:: TEXT EXTRACT ::
══════════

J.C. Penney Texas Land Deal Seen Generating $200 Million

Source: Bloomberg / News

J.C. Penney Co. (JCP)’s plan to develop land around its Texas headquarters could generate $200 million, according to an analysis of property records and a project estimate.

The retailer said Feb. 6 that it hired three firms to develop 240 acres (97 hectares) in Plano acquired in 1987 upon moving its headquarters from New York. The land has been appraised at about $90 million, according to public records. The value could at least double once the property has been developed for commercial use, said Fehmi Karahan, chief executive officer of Karahan Cos., one of the firms.

While the project will take several years to complete, J.C. Penney could begin sharing in the proceeds with developers in as little as three months, Karahan said. The ultimate value of the land will depend on market conditions, he said.

Chief Executive Officer Mike Ullman is developing the land at a time when real estate values in Plano are increasing as businesses move there from more costly Dallas. The project was sidelined in 2011 when Ullman was replaced by Ron Johnson, whose plan to transform the department-store chain into a more upscale retailer failed. Ullman, who returned as CEO in April, has raised cash after sales tumbled, losses mounted and cash dwindled under Johnson.

══════════

:: MATERIAL SUPPLIED ::
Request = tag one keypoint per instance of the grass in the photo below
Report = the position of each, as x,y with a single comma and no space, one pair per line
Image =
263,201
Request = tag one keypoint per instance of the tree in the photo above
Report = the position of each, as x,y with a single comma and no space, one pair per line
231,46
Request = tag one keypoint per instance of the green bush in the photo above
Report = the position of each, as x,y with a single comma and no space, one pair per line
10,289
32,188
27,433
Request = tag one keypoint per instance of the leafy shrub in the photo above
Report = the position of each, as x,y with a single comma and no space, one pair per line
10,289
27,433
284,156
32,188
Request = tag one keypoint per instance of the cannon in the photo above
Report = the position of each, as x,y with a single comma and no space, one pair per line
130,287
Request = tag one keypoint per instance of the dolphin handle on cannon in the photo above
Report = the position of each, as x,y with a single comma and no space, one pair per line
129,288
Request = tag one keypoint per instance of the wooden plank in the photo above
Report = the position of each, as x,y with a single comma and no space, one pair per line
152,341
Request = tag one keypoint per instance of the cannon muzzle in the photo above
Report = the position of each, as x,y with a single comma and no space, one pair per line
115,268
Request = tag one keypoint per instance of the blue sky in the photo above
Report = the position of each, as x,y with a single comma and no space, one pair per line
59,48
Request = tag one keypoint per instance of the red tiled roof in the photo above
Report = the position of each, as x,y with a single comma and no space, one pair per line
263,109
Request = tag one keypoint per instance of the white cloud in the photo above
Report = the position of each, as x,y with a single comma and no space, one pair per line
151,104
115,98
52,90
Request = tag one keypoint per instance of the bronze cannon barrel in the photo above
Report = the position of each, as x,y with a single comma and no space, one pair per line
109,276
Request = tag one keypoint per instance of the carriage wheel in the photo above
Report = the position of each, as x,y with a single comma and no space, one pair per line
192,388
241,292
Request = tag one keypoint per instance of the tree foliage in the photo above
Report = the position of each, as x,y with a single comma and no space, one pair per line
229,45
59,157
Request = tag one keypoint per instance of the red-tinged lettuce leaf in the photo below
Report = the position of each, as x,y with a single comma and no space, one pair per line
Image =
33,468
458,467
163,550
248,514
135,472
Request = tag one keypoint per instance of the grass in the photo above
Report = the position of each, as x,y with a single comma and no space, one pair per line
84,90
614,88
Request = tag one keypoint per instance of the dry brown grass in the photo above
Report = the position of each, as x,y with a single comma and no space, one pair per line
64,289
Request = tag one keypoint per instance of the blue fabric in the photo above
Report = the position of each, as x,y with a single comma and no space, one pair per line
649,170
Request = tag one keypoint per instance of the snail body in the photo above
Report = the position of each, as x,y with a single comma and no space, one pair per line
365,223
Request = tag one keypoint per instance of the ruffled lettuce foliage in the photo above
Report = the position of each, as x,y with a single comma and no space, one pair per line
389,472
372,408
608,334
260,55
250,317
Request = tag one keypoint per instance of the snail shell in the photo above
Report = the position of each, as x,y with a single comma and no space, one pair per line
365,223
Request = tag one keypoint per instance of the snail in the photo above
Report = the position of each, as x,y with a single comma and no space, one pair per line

══════════

:: SHORT EXERCISE 1 ::
Answer these questions from the article on J.C. Penney's Texas land:
(a) How many acres does the retailer plan to develop, and in which city?
(b) At about what amount has the land been appraised, according to public records?
(c) In what year was the project sidelined?
:: SHORT EXERCISE 2 ::
Write a continuation of the article on J.C. Penney's Texas land, beginning after its final sentence.
The rows are separate material and have no connection to the article on J.C. Penney's Texas land.

:: FINAL ANSWER 1 ::
(a) 240 acres, in Plano.
(b) About $90 million.
(c) 2011.

:: FINAL ANSWER 2 ::
“We have seen a great deal of business and residential growth around the home office over the last 25 years, and now is the time to capitalize on this attractive asset,” Katheryn Burchett, senior vice president of real estate and property development at J.C. Penney, said in the statement on Feb. 6.

Potential Buyers

Joey Thomas, a spokesman for J.C. Penney, declined to comment on the timing, interested buyers or potential proceeds.

“We’ve chosen to invest the land with a partnership, as there’s a favorable financial upside to realizing the full value of the land over time,” Thomas said in an e-mail.

Possible buyers, including an unnamed hotel chain, are in talks to purchase parcels that should start generating cash in three to six months, Karahan said. He declined to provide details on the partnership’s finances and future gains.

While the chain considered selling the land as is to earn a quicker return, the company instead chose to boost its value by having developers add such infrastructure as roads and get zoning rights before selling it to companies for construction of offices, retail centers and housing, Karahan said.

J.C. Penney declined 0.5 percent to $5.96 at the close in New York. The shares jumped 8.4 percent on Feb. 6 when the partnership was announced for the biggest gain since Nov. 1.

Cash Raising

After Ullman’s return in April, J.C. Penney raised almost $4 billion last year via borrowings and a stock offering. The chain had more than $2 billion in liquidity at the end of January, meeting its forecast.

Ullman has brought back once-jettisoned brands to lure shoppers, helping the retailer last week post its first quarterly same-store sales gain since 2011. Sales at locations open at least a year rose 2 percent in the fiscal fourth quarter, after falling 32 percent a year earlier.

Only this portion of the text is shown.